READING TEXT =
----
Meanwhile, after a yearlong investigation, Colorado Attorney General Phil Weiser filed a lawsuit in Denver District Court on Feb. 15 to block the merger. Kroger operates more than 140 King Soopers and City Market stores, while Albertsons runs 100-plus Safeway and Albertsons stores in the state.

According to the lawsuit, the merger would eliminate head-to-head competition between Kroger and Albertsons and consolidate an already concentrated market. 

“Coloradans are concerned about undue consolidation and its harmful impacts on consumers, workers and suppliers,” said Weiser. “After 19 town halls across the state, I am convinced that Coloradans think this merger between the two supermarket chains would lead to stores closing, higher prices, fewer jobs, worse customer service and less resilient supply chains.”

In addition to Colorado, Washington state Attorney General Bob Ferguson also filed a lawsuit last month to block the proposed Kroger-Albertsons merger, because of harm to consumers and higher prices.
----
EXERCISE GOAL = In the passage about the Kroger-Albertsons merger, starting at "According to the" and ending at "already concentrated market.", change "head-to-head competition" to "direct competition" and give that part again. Rely only on the passage about the Kroger-Albertsons merger.

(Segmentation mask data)
----
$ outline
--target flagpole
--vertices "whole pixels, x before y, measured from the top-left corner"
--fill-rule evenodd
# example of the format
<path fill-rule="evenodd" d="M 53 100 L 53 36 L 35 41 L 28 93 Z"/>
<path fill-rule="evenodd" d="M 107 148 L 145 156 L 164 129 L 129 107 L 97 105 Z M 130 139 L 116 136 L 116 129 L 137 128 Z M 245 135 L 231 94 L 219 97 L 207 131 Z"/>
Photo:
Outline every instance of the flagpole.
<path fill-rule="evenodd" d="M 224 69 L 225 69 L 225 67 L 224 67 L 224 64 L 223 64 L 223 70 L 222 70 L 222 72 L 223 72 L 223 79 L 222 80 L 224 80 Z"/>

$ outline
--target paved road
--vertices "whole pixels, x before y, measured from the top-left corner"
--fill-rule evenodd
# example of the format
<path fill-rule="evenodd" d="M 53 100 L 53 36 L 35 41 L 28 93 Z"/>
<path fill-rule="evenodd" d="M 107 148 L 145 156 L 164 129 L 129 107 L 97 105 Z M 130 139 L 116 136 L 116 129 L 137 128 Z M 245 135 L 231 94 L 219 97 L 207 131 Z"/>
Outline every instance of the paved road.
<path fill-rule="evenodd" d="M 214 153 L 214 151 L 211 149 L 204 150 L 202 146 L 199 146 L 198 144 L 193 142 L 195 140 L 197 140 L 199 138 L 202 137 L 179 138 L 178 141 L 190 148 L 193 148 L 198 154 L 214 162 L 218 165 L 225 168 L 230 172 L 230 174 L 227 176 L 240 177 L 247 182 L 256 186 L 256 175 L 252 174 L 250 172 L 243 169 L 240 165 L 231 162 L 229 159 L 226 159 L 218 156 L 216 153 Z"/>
----
SOLUTION FOR THIS EXERCISE =
According to the lawsuit, the merger would eliminate direct competition between Kroger and Albertsons and consolidate an already concentrated market.